- [Set problem]: Take the line containing "Locate the bokeh" and every line after it in the data below, and print them exactly as given, with nothing else.

- [Given information]:

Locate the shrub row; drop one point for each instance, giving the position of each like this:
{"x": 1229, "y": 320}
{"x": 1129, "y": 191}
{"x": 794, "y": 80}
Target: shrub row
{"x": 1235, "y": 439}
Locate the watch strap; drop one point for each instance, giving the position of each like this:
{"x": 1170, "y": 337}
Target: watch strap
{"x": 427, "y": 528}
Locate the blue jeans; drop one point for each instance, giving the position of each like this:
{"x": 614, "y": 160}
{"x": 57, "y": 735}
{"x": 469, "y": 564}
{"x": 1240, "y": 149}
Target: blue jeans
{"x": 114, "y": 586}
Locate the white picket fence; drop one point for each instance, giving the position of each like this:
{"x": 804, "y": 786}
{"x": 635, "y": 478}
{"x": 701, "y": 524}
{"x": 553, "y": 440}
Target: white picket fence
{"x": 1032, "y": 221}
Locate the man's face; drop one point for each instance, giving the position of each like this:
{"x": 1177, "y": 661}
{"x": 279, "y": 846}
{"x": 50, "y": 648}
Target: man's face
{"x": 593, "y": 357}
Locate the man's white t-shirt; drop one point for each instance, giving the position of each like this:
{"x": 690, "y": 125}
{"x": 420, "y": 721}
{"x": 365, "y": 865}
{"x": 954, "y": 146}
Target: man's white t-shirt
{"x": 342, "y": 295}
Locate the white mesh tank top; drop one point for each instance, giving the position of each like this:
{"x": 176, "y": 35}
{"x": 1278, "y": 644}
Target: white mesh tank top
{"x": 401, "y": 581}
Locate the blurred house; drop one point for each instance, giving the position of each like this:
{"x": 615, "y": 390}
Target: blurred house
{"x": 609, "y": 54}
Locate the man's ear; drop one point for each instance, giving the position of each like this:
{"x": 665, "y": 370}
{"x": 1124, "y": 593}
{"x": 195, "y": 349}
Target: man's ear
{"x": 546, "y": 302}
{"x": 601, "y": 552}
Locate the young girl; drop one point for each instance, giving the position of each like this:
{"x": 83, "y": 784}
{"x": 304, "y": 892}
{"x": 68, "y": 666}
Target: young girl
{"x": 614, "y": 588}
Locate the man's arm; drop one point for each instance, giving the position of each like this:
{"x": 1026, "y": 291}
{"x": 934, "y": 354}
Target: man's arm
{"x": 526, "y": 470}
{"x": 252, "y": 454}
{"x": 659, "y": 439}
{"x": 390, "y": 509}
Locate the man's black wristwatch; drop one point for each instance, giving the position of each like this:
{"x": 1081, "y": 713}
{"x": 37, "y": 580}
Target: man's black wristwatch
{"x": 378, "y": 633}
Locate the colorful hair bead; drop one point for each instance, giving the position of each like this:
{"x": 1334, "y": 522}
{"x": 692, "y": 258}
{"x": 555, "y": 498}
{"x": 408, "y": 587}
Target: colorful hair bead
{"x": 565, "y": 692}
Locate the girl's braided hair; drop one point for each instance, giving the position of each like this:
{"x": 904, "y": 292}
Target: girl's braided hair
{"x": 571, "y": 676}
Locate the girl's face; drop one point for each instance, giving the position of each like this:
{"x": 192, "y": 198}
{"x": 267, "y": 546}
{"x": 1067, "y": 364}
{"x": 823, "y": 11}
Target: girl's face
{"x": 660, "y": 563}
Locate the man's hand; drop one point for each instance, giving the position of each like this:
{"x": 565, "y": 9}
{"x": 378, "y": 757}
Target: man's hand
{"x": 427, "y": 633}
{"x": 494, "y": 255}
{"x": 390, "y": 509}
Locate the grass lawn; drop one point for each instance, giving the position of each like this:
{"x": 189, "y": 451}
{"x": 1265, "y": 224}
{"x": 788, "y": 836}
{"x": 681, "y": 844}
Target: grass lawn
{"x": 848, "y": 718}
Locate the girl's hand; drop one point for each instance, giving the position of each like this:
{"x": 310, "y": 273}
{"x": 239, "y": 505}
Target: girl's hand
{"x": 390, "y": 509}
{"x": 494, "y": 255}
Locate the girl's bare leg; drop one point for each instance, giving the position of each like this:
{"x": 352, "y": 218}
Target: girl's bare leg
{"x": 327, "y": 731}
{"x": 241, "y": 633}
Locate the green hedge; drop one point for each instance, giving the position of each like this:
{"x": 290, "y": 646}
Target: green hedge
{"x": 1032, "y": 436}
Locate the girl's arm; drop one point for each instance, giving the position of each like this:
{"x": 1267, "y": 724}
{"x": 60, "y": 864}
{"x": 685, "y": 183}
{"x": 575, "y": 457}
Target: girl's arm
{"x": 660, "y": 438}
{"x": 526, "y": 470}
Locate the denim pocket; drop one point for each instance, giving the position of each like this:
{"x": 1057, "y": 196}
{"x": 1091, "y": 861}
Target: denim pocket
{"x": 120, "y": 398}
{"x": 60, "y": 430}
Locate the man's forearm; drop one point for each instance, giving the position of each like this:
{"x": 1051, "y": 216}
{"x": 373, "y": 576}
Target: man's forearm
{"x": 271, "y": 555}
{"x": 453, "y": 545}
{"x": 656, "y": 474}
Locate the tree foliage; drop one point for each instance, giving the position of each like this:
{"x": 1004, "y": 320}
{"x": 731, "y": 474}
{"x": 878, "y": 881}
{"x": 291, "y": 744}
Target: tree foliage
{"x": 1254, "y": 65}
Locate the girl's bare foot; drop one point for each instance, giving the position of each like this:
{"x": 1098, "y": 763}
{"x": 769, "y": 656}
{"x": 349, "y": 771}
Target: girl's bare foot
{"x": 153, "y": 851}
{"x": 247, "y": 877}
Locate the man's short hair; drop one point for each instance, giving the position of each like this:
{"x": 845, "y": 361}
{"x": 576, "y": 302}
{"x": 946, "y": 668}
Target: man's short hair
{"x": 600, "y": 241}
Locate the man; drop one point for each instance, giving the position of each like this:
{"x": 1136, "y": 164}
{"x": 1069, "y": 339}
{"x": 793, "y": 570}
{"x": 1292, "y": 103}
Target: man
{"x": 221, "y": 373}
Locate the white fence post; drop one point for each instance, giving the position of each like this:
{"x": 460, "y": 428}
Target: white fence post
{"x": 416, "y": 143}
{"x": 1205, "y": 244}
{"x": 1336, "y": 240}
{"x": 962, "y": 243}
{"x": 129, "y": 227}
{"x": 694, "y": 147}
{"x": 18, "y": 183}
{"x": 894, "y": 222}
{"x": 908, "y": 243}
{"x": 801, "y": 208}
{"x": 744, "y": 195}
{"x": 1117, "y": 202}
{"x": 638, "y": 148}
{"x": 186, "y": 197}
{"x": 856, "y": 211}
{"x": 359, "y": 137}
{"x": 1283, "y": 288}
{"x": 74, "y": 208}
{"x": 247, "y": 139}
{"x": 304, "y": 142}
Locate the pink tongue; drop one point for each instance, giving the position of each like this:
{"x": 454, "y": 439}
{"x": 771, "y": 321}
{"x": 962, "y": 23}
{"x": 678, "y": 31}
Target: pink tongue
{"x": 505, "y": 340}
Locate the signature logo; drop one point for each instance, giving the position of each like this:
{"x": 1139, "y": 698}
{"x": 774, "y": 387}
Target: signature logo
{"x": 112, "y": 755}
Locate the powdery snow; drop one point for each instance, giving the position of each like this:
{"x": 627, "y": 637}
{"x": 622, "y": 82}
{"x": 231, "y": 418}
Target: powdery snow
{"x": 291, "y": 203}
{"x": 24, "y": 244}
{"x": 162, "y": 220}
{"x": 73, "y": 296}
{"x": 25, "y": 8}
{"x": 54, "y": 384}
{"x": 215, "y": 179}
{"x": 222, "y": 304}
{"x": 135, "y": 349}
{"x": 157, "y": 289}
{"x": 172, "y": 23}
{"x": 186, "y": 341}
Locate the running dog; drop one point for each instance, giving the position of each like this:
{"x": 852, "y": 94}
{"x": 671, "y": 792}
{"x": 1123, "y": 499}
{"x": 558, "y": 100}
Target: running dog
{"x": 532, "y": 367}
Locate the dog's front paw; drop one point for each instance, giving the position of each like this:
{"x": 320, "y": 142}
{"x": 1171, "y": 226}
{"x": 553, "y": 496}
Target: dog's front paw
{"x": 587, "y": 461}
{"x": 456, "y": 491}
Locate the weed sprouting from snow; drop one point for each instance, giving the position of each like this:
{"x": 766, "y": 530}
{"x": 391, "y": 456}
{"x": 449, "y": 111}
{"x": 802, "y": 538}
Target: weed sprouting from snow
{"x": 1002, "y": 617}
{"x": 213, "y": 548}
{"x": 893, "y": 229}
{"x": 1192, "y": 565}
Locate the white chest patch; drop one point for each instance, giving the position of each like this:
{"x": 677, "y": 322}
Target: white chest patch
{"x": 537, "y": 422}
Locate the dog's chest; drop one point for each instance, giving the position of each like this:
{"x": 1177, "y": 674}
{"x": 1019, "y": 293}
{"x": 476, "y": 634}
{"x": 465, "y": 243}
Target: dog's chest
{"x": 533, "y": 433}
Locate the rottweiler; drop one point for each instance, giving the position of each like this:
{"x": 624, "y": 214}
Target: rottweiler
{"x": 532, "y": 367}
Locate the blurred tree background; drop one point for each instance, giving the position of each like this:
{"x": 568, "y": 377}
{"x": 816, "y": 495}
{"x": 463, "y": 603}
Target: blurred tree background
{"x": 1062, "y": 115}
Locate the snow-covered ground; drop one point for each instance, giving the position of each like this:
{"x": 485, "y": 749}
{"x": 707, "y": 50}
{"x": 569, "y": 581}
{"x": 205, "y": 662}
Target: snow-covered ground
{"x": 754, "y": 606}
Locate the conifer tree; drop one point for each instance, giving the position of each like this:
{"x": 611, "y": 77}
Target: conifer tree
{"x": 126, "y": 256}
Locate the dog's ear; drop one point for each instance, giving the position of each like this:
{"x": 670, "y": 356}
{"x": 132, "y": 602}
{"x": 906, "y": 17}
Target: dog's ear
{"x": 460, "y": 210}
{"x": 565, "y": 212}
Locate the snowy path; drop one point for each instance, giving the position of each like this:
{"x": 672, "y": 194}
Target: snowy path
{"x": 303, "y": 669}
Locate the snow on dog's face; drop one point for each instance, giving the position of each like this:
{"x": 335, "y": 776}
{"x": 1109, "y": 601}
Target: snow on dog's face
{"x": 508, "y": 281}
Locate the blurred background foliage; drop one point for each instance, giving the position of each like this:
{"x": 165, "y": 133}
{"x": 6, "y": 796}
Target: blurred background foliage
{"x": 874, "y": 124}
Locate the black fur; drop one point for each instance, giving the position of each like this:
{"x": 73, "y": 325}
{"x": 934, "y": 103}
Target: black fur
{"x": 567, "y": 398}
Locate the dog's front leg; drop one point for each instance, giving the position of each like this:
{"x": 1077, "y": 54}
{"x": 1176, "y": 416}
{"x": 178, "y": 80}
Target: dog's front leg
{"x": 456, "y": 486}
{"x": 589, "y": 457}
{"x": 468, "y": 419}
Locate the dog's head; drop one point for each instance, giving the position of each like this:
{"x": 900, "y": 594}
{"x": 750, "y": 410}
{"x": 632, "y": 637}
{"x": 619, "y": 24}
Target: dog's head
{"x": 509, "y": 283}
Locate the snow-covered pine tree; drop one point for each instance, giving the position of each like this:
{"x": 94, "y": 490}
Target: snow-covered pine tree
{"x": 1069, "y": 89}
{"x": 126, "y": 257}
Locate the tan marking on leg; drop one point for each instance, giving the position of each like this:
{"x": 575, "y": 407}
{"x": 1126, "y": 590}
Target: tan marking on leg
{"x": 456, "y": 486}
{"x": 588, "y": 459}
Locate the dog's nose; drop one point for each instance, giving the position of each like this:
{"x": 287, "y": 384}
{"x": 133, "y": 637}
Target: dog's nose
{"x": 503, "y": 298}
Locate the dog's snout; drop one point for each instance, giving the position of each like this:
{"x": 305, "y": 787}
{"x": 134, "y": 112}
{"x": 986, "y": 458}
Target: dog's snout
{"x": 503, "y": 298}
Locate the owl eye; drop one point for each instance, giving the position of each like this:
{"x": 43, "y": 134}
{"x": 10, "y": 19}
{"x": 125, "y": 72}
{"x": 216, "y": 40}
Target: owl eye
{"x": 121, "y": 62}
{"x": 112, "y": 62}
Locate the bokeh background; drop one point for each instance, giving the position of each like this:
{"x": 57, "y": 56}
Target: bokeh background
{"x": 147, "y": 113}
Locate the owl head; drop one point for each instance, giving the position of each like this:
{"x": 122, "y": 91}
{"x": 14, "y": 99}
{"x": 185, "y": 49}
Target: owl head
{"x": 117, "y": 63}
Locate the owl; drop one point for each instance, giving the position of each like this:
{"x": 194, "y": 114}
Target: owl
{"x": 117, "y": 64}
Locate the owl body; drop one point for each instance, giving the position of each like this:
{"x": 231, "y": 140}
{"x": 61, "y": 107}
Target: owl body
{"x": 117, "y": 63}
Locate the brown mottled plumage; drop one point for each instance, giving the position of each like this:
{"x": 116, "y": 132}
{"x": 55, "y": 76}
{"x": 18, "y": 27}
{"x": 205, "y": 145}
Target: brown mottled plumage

- [Exercise output]:
Locate the bokeh background; drop one point for each instance, giving the position of each like this:
{"x": 57, "y": 56}
Target: bokeh background
{"x": 147, "y": 113}
Locate the owl head; drop one point for each instance, giving the position of each like this:
{"x": 122, "y": 91}
{"x": 14, "y": 99}
{"x": 185, "y": 49}
Target: owl head
{"x": 117, "y": 63}
Locate the owl; drop one point for each instance, giving the position of each like this:
{"x": 194, "y": 114}
Target: owl
{"x": 117, "y": 64}
Locate the owl body; drop one point for each instance, giving the position of each like this:
{"x": 231, "y": 140}
{"x": 61, "y": 107}
Target: owl body
{"x": 117, "y": 63}
Locate the brown mottled plumage; drop one point for each instance, giving the position of each like this:
{"x": 116, "y": 132}
{"x": 55, "y": 76}
{"x": 18, "y": 27}
{"x": 205, "y": 145}
Target: brown mottled plumage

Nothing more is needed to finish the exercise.